━━ RECORDS SHOWN
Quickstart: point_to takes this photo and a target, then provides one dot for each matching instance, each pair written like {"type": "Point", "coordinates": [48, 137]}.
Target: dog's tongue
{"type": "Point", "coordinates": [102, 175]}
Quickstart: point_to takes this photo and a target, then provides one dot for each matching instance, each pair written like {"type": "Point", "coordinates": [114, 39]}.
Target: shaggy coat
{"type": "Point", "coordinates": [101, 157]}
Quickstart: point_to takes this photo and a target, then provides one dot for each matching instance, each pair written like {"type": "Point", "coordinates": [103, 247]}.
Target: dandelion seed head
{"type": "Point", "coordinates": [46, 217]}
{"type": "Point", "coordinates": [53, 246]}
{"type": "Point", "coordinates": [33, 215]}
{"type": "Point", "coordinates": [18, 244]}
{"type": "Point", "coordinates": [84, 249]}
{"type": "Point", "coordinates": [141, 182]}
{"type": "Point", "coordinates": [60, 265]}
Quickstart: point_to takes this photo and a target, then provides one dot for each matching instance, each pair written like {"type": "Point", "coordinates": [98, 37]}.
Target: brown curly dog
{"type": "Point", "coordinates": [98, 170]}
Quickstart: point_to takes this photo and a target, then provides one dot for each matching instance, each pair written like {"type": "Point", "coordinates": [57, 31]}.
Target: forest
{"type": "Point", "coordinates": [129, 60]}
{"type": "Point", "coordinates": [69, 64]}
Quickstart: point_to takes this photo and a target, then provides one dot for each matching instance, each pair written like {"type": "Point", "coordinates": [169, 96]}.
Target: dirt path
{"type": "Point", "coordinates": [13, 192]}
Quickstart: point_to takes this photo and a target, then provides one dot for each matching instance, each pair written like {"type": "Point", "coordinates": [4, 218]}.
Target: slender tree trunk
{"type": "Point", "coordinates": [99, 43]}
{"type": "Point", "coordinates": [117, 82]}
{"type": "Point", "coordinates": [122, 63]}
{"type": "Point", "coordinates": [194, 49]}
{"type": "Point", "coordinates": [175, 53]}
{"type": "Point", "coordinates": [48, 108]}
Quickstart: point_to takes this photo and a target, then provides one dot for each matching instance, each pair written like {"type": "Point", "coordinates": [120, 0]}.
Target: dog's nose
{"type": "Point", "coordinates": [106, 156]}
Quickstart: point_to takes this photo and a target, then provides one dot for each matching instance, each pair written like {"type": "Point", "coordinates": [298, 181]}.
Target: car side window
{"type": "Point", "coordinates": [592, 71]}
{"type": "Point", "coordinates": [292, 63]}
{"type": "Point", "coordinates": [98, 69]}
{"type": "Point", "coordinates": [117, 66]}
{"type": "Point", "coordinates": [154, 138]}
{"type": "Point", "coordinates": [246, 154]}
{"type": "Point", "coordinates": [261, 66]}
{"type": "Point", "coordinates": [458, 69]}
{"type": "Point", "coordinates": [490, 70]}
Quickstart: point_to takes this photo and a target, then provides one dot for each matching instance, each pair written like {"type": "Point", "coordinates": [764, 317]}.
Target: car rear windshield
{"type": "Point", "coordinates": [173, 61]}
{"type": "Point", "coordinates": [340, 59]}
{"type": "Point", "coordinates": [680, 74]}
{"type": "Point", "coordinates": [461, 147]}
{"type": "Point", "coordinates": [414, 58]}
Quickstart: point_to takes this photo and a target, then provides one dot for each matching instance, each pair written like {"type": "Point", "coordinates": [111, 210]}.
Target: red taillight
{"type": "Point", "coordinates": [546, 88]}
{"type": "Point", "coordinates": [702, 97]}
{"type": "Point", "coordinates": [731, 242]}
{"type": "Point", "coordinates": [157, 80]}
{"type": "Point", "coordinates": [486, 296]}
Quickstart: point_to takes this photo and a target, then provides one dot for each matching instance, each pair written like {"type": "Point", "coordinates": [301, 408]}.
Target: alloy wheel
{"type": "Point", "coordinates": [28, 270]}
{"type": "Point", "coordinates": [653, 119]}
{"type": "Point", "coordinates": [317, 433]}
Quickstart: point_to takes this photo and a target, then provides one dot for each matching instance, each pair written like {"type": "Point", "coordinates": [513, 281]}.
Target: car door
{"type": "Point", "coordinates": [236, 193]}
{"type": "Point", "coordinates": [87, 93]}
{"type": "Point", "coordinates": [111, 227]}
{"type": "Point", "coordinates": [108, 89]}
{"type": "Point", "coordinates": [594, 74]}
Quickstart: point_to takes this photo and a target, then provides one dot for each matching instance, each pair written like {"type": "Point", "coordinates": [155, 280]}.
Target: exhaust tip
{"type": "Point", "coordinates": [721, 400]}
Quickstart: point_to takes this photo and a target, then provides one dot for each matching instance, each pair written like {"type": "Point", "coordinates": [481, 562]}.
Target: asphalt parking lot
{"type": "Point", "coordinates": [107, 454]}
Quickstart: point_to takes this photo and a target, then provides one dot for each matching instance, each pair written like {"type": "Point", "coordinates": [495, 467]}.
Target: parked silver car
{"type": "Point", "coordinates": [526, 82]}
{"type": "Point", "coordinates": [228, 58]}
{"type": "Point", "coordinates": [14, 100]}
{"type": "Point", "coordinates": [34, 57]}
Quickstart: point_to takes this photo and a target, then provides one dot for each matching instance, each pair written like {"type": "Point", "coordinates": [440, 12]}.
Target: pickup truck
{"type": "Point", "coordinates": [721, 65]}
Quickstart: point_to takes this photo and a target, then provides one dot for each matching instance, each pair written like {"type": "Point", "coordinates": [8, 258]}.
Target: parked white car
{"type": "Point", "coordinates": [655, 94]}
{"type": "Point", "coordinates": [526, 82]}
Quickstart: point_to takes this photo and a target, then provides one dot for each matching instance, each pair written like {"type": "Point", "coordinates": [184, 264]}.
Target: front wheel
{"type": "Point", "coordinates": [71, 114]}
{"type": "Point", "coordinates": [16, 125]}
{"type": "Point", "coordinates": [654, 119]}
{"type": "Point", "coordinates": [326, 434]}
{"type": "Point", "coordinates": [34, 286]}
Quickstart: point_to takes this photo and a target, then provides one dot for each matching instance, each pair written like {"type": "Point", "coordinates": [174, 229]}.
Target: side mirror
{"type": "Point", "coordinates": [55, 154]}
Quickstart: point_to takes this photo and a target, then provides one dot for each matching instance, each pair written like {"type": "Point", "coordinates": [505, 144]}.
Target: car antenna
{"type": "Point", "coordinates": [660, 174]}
━━━━
WORK INSTRUCTIONS — Exactly reproduce every line found in the records.

FINISHED EXERCISE —
Quickstart: point_to takes this photo and a target, then provides one dot for each matching instance, each pair written like {"type": "Point", "coordinates": [48, 137]}.
Target: dog's tongue
{"type": "Point", "coordinates": [102, 175]}
Quickstart: point_to takes this photo and a target, then provides one dot for each matching instance, each pair written like {"type": "Point", "coordinates": [114, 39]}.
Target: shaggy coat
{"type": "Point", "coordinates": [101, 157]}
Quickstart: point_to takes this photo and a target, then provides one dot for each matching instance, each pair written like {"type": "Point", "coordinates": [103, 247]}.
Target: dandelion seed head
{"type": "Point", "coordinates": [46, 217]}
{"type": "Point", "coordinates": [53, 246]}
{"type": "Point", "coordinates": [33, 215]}
{"type": "Point", "coordinates": [18, 244]}
{"type": "Point", "coordinates": [84, 249]}
{"type": "Point", "coordinates": [141, 182]}
{"type": "Point", "coordinates": [60, 265]}
Quickstart: point_to takes this photo and a target, then provides one dot for each matching instance, each pair written like {"type": "Point", "coordinates": [98, 37]}.
Target: brown curly dog
{"type": "Point", "coordinates": [98, 170]}
Quickstart: point_to takes this photo and a target, then provides one dot for each matching instance, each pair written like {"type": "Point", "coordinates": [57, 31]}.
Target: forest
{"type": "Point", "coordinates": [129, 60]}
{"type": "Point", "coordinates": [69, 64]}
Quickstart: point_to takes this photo and a target, then provides one dot for each matching instance, each pair written like {"type": "Point", "coordinates": [169, 96]}.
Target: dirt path
{"type": "Point", "coordinates": [13, 192]}
Quickstart: point_to takes this photo and a target, then provides one dot for each matching instance, each pair written like {"type": "Point", "coordinates": [4, 218]}.
Target: slender tree trunk
{"type": "Point", "coordinates": [99, 43]}
{"type": "Point", "coordinates": [117, 82]}
{"type": "Point", "coordinates": [122, 63]}
{"type": "Point", "coordinates": [194, 49]}
{"type": "Point", "coordinates": [175, 53]}
{"type": "Point", "coordinates": [48, 108]}
Quickstart: point_to takes this photo and a target, then provides one dot for each matching instance, each pair written like {"type": "Point", "coordinates": [120, 0]}.
Target: dog's nose
{"type": "Point", "coordinates": [106, 156]}
Quickstart: point_to takes this photo and a target, then provides one dot for each matching instance, each pair written like {"type": "Point", "coordinates": [298, 181]}.
Target: car side window
{"type": "Point", "coordinates": [592, 71]}
{"type": "Point", "coordinates": [292, 63]}
{"type": "Point", "coordinates": [98, 69]}
{"type": "Point", "coordinates": [117, 66]}
{"type": "Point", "coordinates": [154, 138]}
{"type": "Point", "coordinates": [246, 154]}
{"type": "Point", "coordinates": [261, 66]}
{"type": "Point", "coordinates": [458, 69]}
{"type": "Point", "coordinates": [490, 70]}
Quickstart: point_to takes this photo and a target, then provides one dot for each matching instance, each pair written like {"type": "Point", "coordinates": [764, 317]}.
Target: car rear windshield
{"type": "Point", "coordinates": [173, 61]}
{"type": "Point", "coordinates": [340, 59]}
{"type": "Point", "coordinates": [680, 74]}
{"type": "Point", "coordinates": [461, 147]}
{"type": "Point", "coordinates": [414, 58]}
Quickstart: point_to takes this photo and a target, then provides one dot for each matching instance, each pair written like {"type": "Point", "coordinates": [111, 210]}.
Target: red taillight
{"type": "Point", "coordinates": [546, 88]}
{"type": "Point", "coordinates": [702, 97]}
{"type": "Point", "coordinates": [731, 242]}
{"type": "Point", "coordinates": [157, 80]}
{"type": "Point", "coordinates": [486, 296]}
Quickstart: point_to takes this photo and a target, then provides one dot for each matching instance, each pair written like {"type": "Point", "coordinates": [301, 408]}.
Target: alloy wheel
{"type": "Point", "coordinates": [28, 270]}
{"type": "Point", "coordinates": [653, 119]}
{"type": "Point", "coordinates": [317, 433]}
Quickstart: point_to takes this photo and a target, then provides one dot for each matching instance, each pair written like {"type": "Point", "coordinates": [513, 281]}.
Target: car door
{"type": "Point", "coordinates": [236, 193]}
{"type": "Point", "coordinates": [87, 93]}
{"type": "Point", "coordinates": [111, 227]}
{"type": "Point", "coordinates": [108, 89]}
{"type": "Point", "coordinates": [594, 74]}
Quickstart: point_to takes this photo and a target, then provides one dot for each matching instance, each pair written like {"type": "Point", "coordinates": [155, 280]}.
Target: exhaust tip
{"type": "Point", "coordinates": [721, 400]}
Quickstart: point_to takes this photo and a target, then provides one dot for each matching instance, each pair written like {"type": "Point", "coordinates": [481, 562]}.
Target: asphalt parking lot
{"type": "Point", "coordinates": [107, 454]}
Quickstart: point_to takes this photo and a target, then provides one dot for each matching instance, each pair written like {"type": "Point", "coordinates": [495, 467]}.
Target: parked silver car
{"type": "Point", "coordinates": [526, 82]}
{"type": "Point", "coordinates": [228, 58]}
{"type": "Point", "coordinates": [14, 100]}
{"type": "Point", "coordinates": [34, 57]}
Quickstart: point_to takes this photo and a target, then provides one dot for each matching instance, each pair written like {"type": "Point", "coordinates": [440, 12]}.
Target: pickup truck
{"type": "Point", "coordinates": [721, 65]}
Quickstart: point_to takes this photo and a target, then provides one dot for each matching instance, each pair written like {"type": "Point", "coordinates": [8, 258]}.
Target: parked white car
{"type": "Point", "coordinates": [655, 94]}
{"type": "Point", "coordinates": [526, 82]}
Quickstart: point_to takes this photo and a target, then provides one dot for each matching instance, each pair written like {"type": "Point", "coordinates": [184, 264]}.
Target: front wheel
{"type": "Point", "coordinates": [71, 114]}
{"type": "Point", "coordinates": [16, 125]}
{"type": "Point", "coordinates": [654, 119]}
{"type": "Point", "coordinates": [326, 434]}
{"type": "Point", "coordinates": [34, 286]}
Quickstart: point_to takes this photo and a target, then provides one dot for each matching instance, each pair written like {"type": "Point", "coordinates": [174, 229]}.
Target: side mirror
{"type": "Point", "coordinates": [55, 154]}
Quickstart: point_to takes this photo and a target, then provides one dot for each matching instance, each pair written like {"type": "Point", "coordinates": [505, 144]}.
Target: car antenna
{"type": "Point", "coordinates": [660, 174]}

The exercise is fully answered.